- Extract to read -
────────────────

Mieza, where Aristotle taught Alexander, Hephaestion et al

Did Alexander surprise you by his actions in the course of writing this book or did you feel you always had him under control?
If your characters are real, they always have a life of their own. Non-writers can be baffled when novelists talk about characters as if they were real people with whom the author has regular conversations. But if the author can’t do that, her characters aren’t 3D.

That said, Alexander was a bit harder to write my way into than Hephaistion. Hephaistion winked into existence when I (re-)read Peter Green’s bio and hit the line that describes him as, “Tall, handsome, spoilt, spiteful, overbearing, and fundamentally stupid” (p. 465, U. Cal ed., 1991 reprint). And in my head, this little Hephaistion sat up and said, “No, I wasn’t like that at all.” That gave me both a character and a dissertation, so I thank Peter for it.*

I’m sure some of my reaction was a gelling of what I’d read, leading me to a different opinion about Hephaistion. Yet from that moment, Hephaistion’s book character has been firmly formed and hasn’t changed much. Also, I’d like to note that I do see a distinction between my character and the historical person. If the former is certainly based on my research into the latter, I’m not confused about where the lines are.

The character who morphed the most during the writing was Myrtalē-Olympias. When I began, I had a fairly traditional, negative view. Then I read Beth Carney’s work, which fundamentally altered how I understood her and her motives, creating (I hope) a more nuanced character.

The historical Hephaestion did not live to write his memoirs and appears only episodically in the works of the Alexander historians. This makes him a rather elusive personality. Was that a blessing or curse for you in writing about him?
I consider it a blessing, as it left me a lot of freedom. Yet I’ve spent so much time with this fellow, I do feel as if I have some sense of what the historical person must have been like.

With Hephaistion, we must avoid too simplistic a reading. It can be easy to slam him into certain pre-made categories. The first is a yes-man without genuine ambition or much of a mind of his own, just beauty and a steadfast loyalty to Alexander. A second is more sinister: an ambitious man of limited ability, using Alexander’s affection for him to climb the socio-political ladder at the Macedonian court, and targeting his enemies along the way. He may (or may not) have felt genuine affection for Alexander.

────────────────

- Data records -
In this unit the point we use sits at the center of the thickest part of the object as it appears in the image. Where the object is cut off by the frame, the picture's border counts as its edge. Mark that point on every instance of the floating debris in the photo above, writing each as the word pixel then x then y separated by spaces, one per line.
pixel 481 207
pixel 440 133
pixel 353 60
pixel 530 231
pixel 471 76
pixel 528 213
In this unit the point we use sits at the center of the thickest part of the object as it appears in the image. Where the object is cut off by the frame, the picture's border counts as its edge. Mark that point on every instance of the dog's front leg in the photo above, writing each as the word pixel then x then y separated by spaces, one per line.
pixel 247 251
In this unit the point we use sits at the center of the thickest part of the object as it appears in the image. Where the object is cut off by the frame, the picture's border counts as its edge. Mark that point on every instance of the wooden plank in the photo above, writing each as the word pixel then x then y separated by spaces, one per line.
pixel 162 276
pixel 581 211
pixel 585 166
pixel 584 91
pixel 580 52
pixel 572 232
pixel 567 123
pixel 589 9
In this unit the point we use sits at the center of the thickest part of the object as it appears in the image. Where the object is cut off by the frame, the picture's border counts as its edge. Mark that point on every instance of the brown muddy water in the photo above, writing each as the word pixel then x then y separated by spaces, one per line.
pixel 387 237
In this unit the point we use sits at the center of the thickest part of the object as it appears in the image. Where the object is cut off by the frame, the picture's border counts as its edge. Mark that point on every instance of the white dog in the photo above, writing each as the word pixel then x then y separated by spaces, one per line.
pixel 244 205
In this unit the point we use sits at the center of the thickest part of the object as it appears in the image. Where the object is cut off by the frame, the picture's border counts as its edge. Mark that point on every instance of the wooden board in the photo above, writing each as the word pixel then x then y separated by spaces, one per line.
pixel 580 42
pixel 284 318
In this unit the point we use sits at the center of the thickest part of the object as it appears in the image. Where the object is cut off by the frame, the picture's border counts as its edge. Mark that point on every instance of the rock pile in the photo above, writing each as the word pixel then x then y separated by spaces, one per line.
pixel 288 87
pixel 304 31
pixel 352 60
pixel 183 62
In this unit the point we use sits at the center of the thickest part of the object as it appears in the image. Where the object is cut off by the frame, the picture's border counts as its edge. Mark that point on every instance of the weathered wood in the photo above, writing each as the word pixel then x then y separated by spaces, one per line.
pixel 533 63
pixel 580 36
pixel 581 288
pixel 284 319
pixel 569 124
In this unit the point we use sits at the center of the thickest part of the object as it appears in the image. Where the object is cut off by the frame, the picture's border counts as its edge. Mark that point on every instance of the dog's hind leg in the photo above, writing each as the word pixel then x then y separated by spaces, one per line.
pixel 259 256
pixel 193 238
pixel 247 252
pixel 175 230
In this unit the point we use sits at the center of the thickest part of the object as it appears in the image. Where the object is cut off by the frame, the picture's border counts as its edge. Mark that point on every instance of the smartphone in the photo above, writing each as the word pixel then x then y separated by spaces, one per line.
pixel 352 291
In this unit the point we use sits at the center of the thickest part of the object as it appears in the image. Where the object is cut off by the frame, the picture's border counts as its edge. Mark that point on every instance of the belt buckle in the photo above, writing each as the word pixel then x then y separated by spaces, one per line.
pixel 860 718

────────────────

- Stated problem 1 -
Retype the stretch of the Hephaistion interview from "Mieza, where Aristotle" through "characters aren’t 3D.".
- Stated problem 2 -
Continue the interview about writing Hephaistion and Alexander, starting after its last sentence.

- Final result 1 -
Mieza, where Aristotle taught Alexander, Hephaestion et al

Did Alexander surprise you by his actions in the course of writing this book or did you feel you always had him under control?
If your characters are real, they always have a life of their own. Non-writers can be baffled when novelists talk about characters as if they were real people with whom the author has regular conversations. But if the author can’t do that, her characters aren’t 3D.

- Final result 2 -
To me, the evidence from the ancient sources doesn’t support either of those. First, he actually was capable (both Sabine Müller and I have written academic material about this). Second, all his clashes are late in his career, once he’d risen to very high rank, and in at least the case of Krateros, he may have been the target rather than the targeted. Earlier, he had no obvious enemies (aside from, perhaps, Olympias). In the novel, in fact, I’ve made him a bit more testy than I think he actually was. If Curtius (who was no fan of Alexander) paints a mostly positive picture of Hephaistion, perhaps we should pay attention.

He appears to have been deeply—and genuinely—attached to Alexander, and Curtius observed that he was diplomatic enough to avoid pushing his place. Yet he may also not have cared for personal advancement to the same degree as his fellows. That said, we must be careful not to make him passive; the evidence suggests that if insulted, he’d strike back. Remember, a virtuous Greek didn’t turn the other cheek; one was expected to help friends and hurt enemies, not ignore them, an important difference between now and then. In fact, showing clemency could be a backhanded insult, one Julius Caesar later used to great political effect. One could show clemency only to one’s social inferiors, after all.

I’ve come to think of Hephaistion as a “gamma male”; in pop culture, there’s little agreement as to what these men are like, but originally the term was coined to define those who disengage from the whole alpha-beta dynamic. They neither attempt to lead (although may be capable of doing so), nor do they willingly follow, unless they agree on the direction. While it might seem that alpha and gamma males should naturally clash, gamma males may also be the only true friend a strong alpha can have (and trust).

I find three aspects of Hephaistion’s personality mostly consistent according to our sources: he was honest with Alexander but diplomatic about his status in public, he seems to have agreed with Alexander’s policies in general and supported them, and last—and most importantly—Alexander wasn’t the least threatened by him. Add to that a friendship that quite probably spanned two decades and it suggests he was more complex than some would allow.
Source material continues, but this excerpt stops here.